--- Passage to read ---
Sachertorte 4 7 BisLink

"Colors burst in wild explosions
Fiery, flaming shades of fall
All in accord with my pounding heart
Behold the autumn-weaver
In bronze and yellow dying
Colors unfold into dreams
In hordes of a thousand and one
The bleeding
Unwearing their masks to the last notes of summer
Their flutes and horns in nightly swarming
Colors burst within
Spare me those unending fires
Bestowed upon the flaming shades of fall."
- Dark Tranquility, With the Flaming Shades of Fall

Each season has a significant impact on our behaviour and spirit. All four of them impart a special mood as well as a certain rythm to our existence. The explanation for that is very simple: no plant, animal or nor human being can break loose from the forceful and capricious powers of the Universe to which they are submitted and depend on. We just have to accept the fact that there is a greater plan (I'm not talking about God, but about the force behind the entirety of the cosmos) and that most of the time it completely escapes our understanding. There is no other choice for us than to cooperate with the elements in order to benefit from them. Fighting against them will get you nowhere. Save your vigor and be in harmony with them...

Most of us have experienced what it is to be tired and depressed when the sun rarely comes out from behind the clouds and the air is freezing cold or how we perceive the energy released by the extatic singing of birds and the blinding strength of the light in July. Spring fills us with hope, dreams, ambition and confers
a feeling of rebirth, illumination and holiness. Summer gives us the impression that we are invicible, strong, cannot be defeated and endows us with a sentiment of incredible lightness and youth. On the other hand, autumn makes us feel a little nostalgic, serene and pensive, and winter reminds us of the human condition - is a time of intense reflection during which we come back on the past, think of the future and are ready to start everything afresh.

In October I have the urge to reconnect with myself and I become a lot less frivolous, buoyant and I am more enclined to be subject to meditation, solemness or a light case of the blahs. This colorful, exuberant and plentiful period of the year also marks the beginning of a more peaceful and spiritual interval, but it is inevitably characterized by the comencement of Nature's slow decline that lasts until the 21 of December (the winter solstice or the most tenebrous of nights).
"October is nature's funeral month.
Nature glories in death more than in life.
The month of departure is more beautiful than the month of coming -
October than May.
Every green thin loves to die in bright colors."
- Henry Ward Beecher
Fall is somehow ambivalent and keeps blowing hot and cold. It can be luxuriant and gleeful, yet it can simultenously be terribly gloomy, turbulent, fickle, volatile and unpredictable. Nonetheless, it remains my favorite season. It fits my personality well as I am quite "schizophrenic" character-wise, prefer contrast in my life and I believe in the dynamic system of Yin and Yang, the complementary opposites.

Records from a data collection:
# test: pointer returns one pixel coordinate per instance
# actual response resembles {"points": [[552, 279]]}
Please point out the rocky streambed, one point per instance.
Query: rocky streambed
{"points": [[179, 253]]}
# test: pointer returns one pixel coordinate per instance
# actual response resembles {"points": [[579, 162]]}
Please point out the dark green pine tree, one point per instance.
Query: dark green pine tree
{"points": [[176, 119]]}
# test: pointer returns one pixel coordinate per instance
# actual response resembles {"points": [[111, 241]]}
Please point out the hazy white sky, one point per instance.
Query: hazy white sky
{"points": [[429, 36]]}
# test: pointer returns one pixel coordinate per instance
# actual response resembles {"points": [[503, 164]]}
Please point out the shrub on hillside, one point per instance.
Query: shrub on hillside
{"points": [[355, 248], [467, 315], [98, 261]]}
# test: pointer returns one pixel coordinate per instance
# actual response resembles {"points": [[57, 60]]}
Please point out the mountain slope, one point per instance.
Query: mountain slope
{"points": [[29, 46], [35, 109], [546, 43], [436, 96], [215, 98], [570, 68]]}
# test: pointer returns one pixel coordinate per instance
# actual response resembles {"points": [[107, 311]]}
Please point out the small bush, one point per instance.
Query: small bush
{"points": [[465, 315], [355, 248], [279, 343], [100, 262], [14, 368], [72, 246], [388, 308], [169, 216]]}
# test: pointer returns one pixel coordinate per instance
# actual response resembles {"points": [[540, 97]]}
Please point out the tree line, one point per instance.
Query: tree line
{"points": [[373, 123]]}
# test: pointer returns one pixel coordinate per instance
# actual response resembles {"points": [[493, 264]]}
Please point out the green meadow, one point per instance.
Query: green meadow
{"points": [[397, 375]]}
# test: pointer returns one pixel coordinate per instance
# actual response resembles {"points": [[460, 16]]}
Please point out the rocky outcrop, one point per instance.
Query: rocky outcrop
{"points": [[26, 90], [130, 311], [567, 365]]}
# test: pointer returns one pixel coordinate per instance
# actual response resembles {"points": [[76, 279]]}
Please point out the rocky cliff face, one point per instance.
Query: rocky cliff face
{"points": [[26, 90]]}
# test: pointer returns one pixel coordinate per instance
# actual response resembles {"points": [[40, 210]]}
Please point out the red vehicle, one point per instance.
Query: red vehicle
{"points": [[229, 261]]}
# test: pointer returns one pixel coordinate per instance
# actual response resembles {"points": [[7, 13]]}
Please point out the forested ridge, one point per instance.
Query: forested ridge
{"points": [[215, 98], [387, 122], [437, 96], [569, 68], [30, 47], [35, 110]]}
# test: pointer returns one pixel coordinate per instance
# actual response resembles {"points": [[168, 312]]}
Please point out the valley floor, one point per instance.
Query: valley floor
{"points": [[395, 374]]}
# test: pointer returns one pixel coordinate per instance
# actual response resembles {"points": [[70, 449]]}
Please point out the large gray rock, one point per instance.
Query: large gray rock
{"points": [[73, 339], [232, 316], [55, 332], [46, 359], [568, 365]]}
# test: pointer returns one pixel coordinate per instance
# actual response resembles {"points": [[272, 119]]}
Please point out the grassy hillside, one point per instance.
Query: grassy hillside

==

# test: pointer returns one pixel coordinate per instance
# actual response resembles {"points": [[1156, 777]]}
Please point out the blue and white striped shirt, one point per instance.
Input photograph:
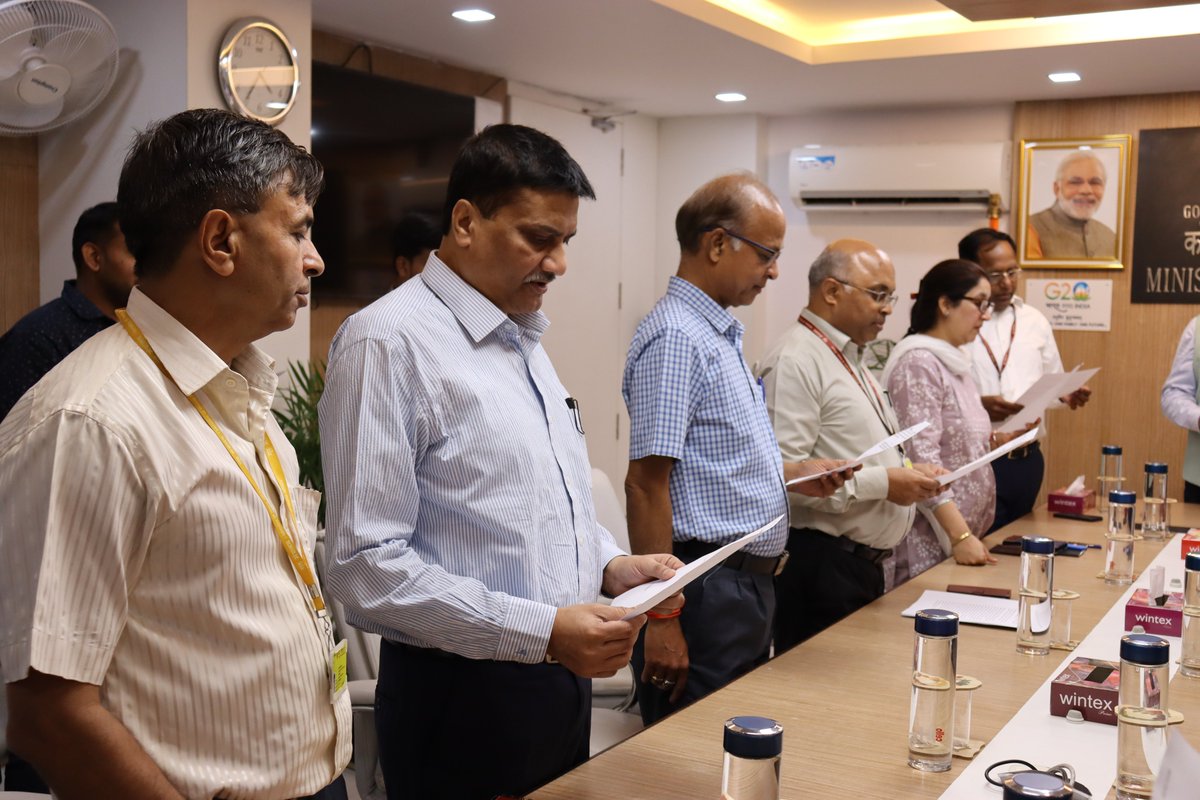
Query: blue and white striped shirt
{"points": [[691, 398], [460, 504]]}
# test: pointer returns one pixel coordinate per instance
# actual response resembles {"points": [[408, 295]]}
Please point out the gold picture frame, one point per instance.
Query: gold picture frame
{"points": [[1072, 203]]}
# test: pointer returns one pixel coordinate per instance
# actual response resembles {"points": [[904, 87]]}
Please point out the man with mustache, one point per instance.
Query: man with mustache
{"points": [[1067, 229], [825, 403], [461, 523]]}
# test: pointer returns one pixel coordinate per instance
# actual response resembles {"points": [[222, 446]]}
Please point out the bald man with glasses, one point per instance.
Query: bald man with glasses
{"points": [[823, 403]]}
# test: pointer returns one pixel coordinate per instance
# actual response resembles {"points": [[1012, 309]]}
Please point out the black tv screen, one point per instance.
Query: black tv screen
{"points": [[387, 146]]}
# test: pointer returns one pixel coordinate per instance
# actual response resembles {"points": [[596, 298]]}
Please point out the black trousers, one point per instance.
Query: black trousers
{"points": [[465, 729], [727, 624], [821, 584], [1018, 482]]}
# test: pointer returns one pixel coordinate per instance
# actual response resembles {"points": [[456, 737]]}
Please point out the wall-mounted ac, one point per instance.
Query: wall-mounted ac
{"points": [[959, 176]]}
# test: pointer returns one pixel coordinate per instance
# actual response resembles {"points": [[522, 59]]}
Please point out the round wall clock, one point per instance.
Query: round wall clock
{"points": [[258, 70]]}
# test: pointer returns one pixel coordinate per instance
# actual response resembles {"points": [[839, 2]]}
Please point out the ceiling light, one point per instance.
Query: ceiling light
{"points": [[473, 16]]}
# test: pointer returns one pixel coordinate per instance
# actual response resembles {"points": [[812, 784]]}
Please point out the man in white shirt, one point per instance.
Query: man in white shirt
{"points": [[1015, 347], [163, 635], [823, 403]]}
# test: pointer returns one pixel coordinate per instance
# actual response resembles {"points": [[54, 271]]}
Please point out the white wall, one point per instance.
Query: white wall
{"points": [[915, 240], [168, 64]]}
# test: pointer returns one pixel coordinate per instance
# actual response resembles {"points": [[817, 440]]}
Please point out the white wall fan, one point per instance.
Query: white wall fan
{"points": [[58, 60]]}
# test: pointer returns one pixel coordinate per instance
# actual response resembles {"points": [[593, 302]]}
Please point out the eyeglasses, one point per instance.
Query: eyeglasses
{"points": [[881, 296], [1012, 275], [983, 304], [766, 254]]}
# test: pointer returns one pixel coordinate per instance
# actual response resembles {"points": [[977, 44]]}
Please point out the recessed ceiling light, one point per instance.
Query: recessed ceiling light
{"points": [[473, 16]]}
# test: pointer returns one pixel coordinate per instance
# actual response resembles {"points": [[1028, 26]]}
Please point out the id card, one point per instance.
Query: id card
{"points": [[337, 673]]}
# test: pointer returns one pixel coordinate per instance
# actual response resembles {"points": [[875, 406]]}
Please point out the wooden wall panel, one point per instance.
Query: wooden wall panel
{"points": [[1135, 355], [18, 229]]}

...

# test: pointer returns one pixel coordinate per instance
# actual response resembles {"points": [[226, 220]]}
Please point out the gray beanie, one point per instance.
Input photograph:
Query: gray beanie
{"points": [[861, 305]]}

--- Task list ---
[1] In the essay on autumn and the seasons, until what date does Nature's slow decline last?
[2] Proceed with the essay on autumn and the seasons, starting right after its last sentence.

--- The results ---
[1] Until the 21 of December, the winter solstice.

[2]
I suppose it is the reason why I am attracted to the town of Vienna, although I find any form of cheesy, sappy, glitzy and Hollywoodesque romanticism to be fake, gagworthy and highly annoying. I cannot care less about this aspect of Mozart's home. What I particularly like about this place is the magic and unique atmosphere that surrounds this historic city, especially during the Christmas celebrations (I am more interested in paganism and in celebrating the majesty of winter than following any form of religious message). I would be so happy to visit Vienna when it is under the snow and roam through its
Weihnachtsmarkte.

Anyway, I'm not going to pretend that the capital of the Republic of Austria attracts me solely because of its flamboyant architecture, geographical situtaion or cultural background as that would be a lie (don't get me wrong, I appreciate all of that too). Being a food obssessed girl, my attention is mainly captivated by its legendary, elegant and stylish Art Nouveau coffeehouses (Kaffeehäuser) where one can indulge in exquisitely lavish
Austro-Hungarian pastries and get absorbed by the singular aura of those old-fashioned cafés.
"When the cake arrived, a baroque creation festooned with complex embellishments, he [Rheinhardt] was grateful that the cook had not succombed to the culinary equivalent of modernity. The pressure of his fork forced generous applications of chocolate cream to bulge out between the layers of sponge, and when he took the first mouthful of the dobostorte, the sweetness and intensity of the flavor produced in him a feeling of deep satisfaction."
- Frank Tallis, Vienna Twilight (p114)
I dream of treating myself to dark brews served on silver trays and masterful desserts presented on sober white bone China plates. When I think of all the flaky strudels, rich torte, smooth cakes, buttery sweet breads, nutty rolls, fruity slices, melt-in-the-mouth cookies, stodgy dumplings, comforting pancakes, sturdy coffee beverages and spicy punches, my knees get weak and my head begins to spins ("You spin round, baby right round like a record, baby, right round round round" Dead Or Alive). Now, that is my definition of paradise!

Unfortunately, being momentarily handicapped by my rather empty bank account, trips to foreign countries are proscribed. Consequently, if I want to have a taste of Vienna, I have to fire up the oven, plug the Kitchenaid, get my kitchen all floury as well as my hands dirty and bake my own Austrian "Gebäcke" (pâtisseries). Thankfully, I am not a too bad baker so there is nearly no limit to what I can create.

As I had been fantasizing about "Sachertorte" for a long while and I still owed my boyfriend a late birthday cake (I am a lamentable girlfriend, I know LOL), I thought that this rich and palate-soothing cake would make an awesome Saturday/Sunday afternoon treat or a delightful after-dinner confection

Salève Road 1 6 bis
"Sachertorte" is the ultimate culinary symbol of Vienna. Its origin dates back to 1832, when Prince Klemenz Wenzel von Metternich, who was organizing a big party, ordered his personal chef to invent a new dessert for the event. He wanted to impress his guests with a “Masculine” (a macho man, for sure) cake that would be the total opposite of the fluffy, light and creamy “feminine” torten which were so popular and common at this epoch.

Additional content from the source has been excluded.